Le projet de thèse
Sous la direction de Renaud HETIER
Le travail de recherche que je mène s’inscrit dans la continuité d’une part, de mes implications socio-éducatives au sein de l’association de prévention de rue Respérance que j’ai créé il y a plus de 20 ans, et d’autre part, de ma pratique artistique du métier de conteur concomitante à ma formation initiale dans le champ des Nouvelles Technologies de l’Information et de Communication (NTIC).
Qu’est-ce qui a éveillé ma curiosité?
Depuis plus de deux décennies, je raconte des histoires dans différents contextes de médiation culturelle. Je me suis rendu compte de la pertinence du conte en tant qu’élément de médiation culturelle dans différents contextes éducatifs. Il permet de saisir et de résoudre autrement des problématiques sociales, notamment dans les territoires éloignés tels que les quartiers « Politique de la Ville » et les milieux ruraux.
Plus récemment, mon investissement au sein de la DANE Nancy-Metz avec la réalisation du kit pédagogique de sensibilisation aux bons usages du numérique reposant sur le conte dénommé Molo-molo sur le Web, m’a emmené à questionner l’intérêt de la médiation du conte dans un monde de plus en plus dominé par la sur-numérisation des rapports sociaux.
Ce dispositif pratique d’usage du conte en tant qu’objet transitionnel permettant de sensibiliser aux bons comportements dans le numérique, a éveillé ma curiosité de trois manières que je vais d’ores et déjà vous présenter.

## Données enregistrées
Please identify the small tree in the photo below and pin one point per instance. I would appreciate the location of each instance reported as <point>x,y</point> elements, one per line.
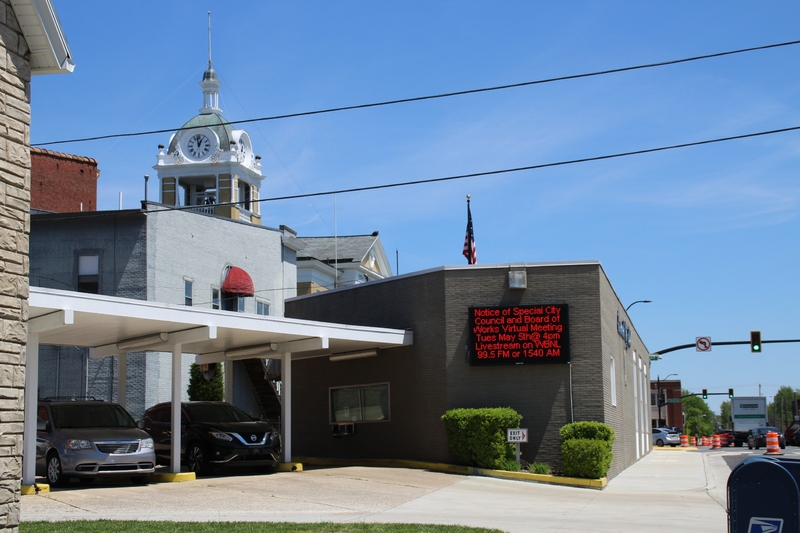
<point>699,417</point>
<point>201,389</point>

--

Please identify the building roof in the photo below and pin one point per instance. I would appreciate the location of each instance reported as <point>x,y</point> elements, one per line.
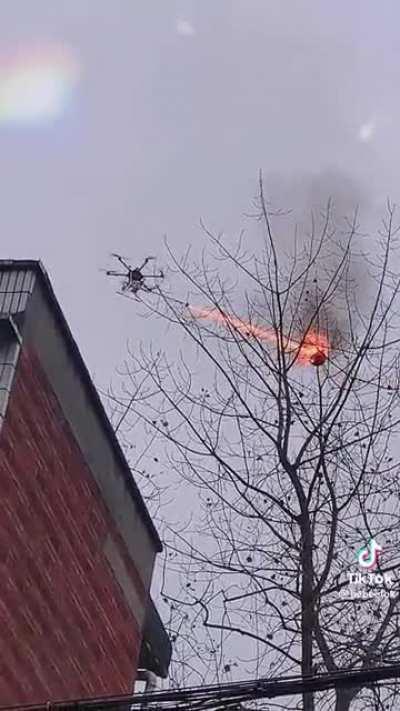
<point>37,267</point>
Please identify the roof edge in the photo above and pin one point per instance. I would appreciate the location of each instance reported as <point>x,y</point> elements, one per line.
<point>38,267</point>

* * *

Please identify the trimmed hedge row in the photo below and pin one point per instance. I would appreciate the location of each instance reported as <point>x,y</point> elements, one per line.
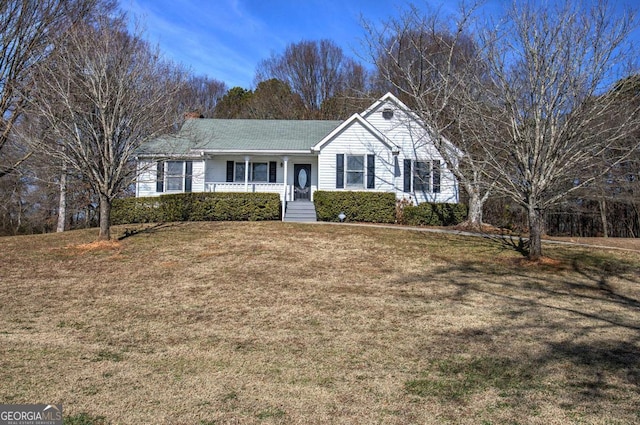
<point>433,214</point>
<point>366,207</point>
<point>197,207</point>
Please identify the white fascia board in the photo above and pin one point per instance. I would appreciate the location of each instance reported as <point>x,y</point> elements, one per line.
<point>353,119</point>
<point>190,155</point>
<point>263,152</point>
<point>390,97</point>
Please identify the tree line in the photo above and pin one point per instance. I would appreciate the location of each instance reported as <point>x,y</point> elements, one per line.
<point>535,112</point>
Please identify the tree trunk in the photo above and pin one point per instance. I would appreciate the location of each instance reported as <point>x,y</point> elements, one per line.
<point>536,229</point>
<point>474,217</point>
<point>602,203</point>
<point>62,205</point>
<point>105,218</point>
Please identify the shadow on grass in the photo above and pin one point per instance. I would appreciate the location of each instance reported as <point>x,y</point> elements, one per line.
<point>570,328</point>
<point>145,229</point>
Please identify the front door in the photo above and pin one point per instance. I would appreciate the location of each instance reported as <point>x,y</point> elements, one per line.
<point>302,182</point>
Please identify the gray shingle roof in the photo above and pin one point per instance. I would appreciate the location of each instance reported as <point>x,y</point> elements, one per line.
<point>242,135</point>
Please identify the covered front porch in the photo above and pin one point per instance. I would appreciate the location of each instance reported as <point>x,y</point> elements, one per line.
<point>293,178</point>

## Consignes
**a.** Répondez aux questions suivantes d'après le projet de thèse :
(i) Sous la direction de qui le projet de thèse est-il placé ?
(ii) Quel est le nom de l'association de prévention de rue mentionnée ?
(iii) Comment s'appelle le kit pédagogique réalisé au sein de la DANE Nancy-Metz ?
**b.** Traduisez en anglais cette phrase du projet de thèse : « Depuis plus de deux décennies, je raconte des histoires dans différents contextes de médiation culturelle. »
**c.** Reproduisez à l'identique le passage du projet de thèse qui va de « Depuis plus de » jusqu'à « les milieux ruraux. ».

## Réponses
**a.**
(i) Renaud HETIER
(ii) Respérance
(iii) Molo-molo sur le Web

**b.** For more than two decades, I have been telling stories in various cultural mediation settings.

**c.**
Depuis plus de deux décennies, je raconte des histoires dans différents contextes de médiation culturelle. Je me suis rendu compte de la pertinence du conte en tant qu’élément de médiation culturelle dans différents contextes éducatifs. Il permet de saisir et de résoudre autrement des problématiques sociales, notamment dans les territoires éloignés tels que les quartiers « Politique de la Ville » et les milieux ruraux.